* [The exercise]
Reproduce verbatim the lines of the material from the line with "Please annotate the horse head" to the line with "[450,369,736,539]", both included, and nothing else.

---*---

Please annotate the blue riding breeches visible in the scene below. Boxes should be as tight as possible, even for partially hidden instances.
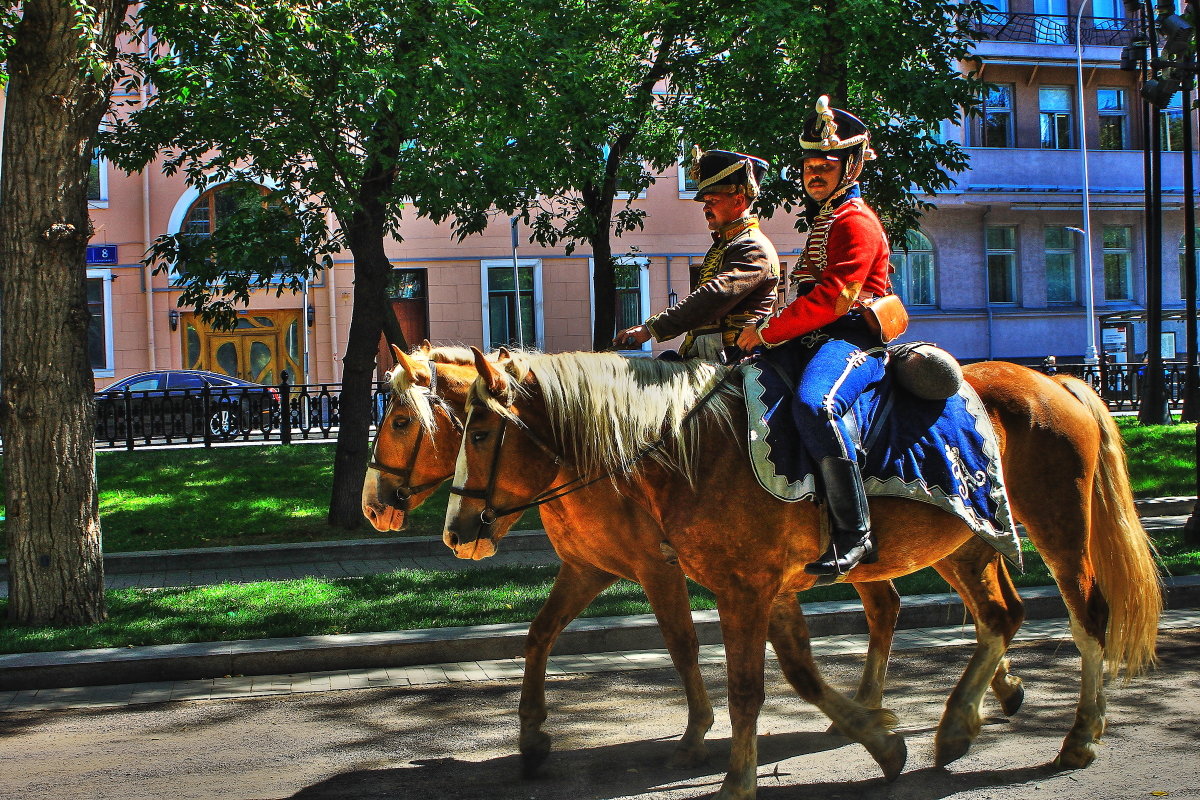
[767,312,887,463]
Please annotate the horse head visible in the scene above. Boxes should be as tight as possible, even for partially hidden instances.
[442,348,562,560]
[362,345,476,531]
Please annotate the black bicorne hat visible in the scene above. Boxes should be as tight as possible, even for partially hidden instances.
[691,148,767,200]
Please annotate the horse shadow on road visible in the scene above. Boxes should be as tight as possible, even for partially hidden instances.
[293,733,1055,800]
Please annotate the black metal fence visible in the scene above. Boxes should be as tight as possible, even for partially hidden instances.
[96,361,1187,450]
[976,12,1138,47]
[96,373,389,450]
[1057,361,1187,411]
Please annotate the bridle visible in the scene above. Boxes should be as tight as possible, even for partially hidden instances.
[367,361,463,511]
[450,369,736,539]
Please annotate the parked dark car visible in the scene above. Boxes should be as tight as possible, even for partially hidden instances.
[96,369,280,440]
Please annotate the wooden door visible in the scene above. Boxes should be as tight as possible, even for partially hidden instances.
[181,311,305,385]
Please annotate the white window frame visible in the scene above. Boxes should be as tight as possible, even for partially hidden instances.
[1096,86,1130,152]
[588,255,654,356]
[479,258,546,350]
[88,269,116,378]
[1042,225,1079,306]
[1100,224,1134,302]
[1038,84,1079,150]
[88,154,108,209]
[164,179,283,289]
[888,230,940,308]
[983,224,1021,306]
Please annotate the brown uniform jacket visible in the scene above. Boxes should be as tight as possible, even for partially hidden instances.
[646,217,779,342]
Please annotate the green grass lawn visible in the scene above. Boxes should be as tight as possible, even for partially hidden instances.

---*---

* [Written answer]
Please annotate the horse head visible in the scene above. Boxes should be as tight as possible, even for partially hidden instances.
[442,348,562,560]
[362,345,476,531]
Please annotate the black bicorne hat visible in the scene above. Boxes should be as tight as possible, even for partially hidden instances.
[691,148,767,200]
Please annotate the horse shadow on road visible in the scene above. Boxes should be as tight as possible, even for partially hidden instances.
[293,733,1055,800]
Please annotate the black metal fence visible in the scene above. Boxes should be as tight as possible, even for partially hidden instances.
[96,361,1187,450]
[976,12,1138,47]
[96,373,389,450]
[1057,361,1187,411]
Please annotate the bridle visible in the scene above. Boxes should be as tight as possible, even for partially hidden instances.
[367,361,463,511]
[450,369,736,539]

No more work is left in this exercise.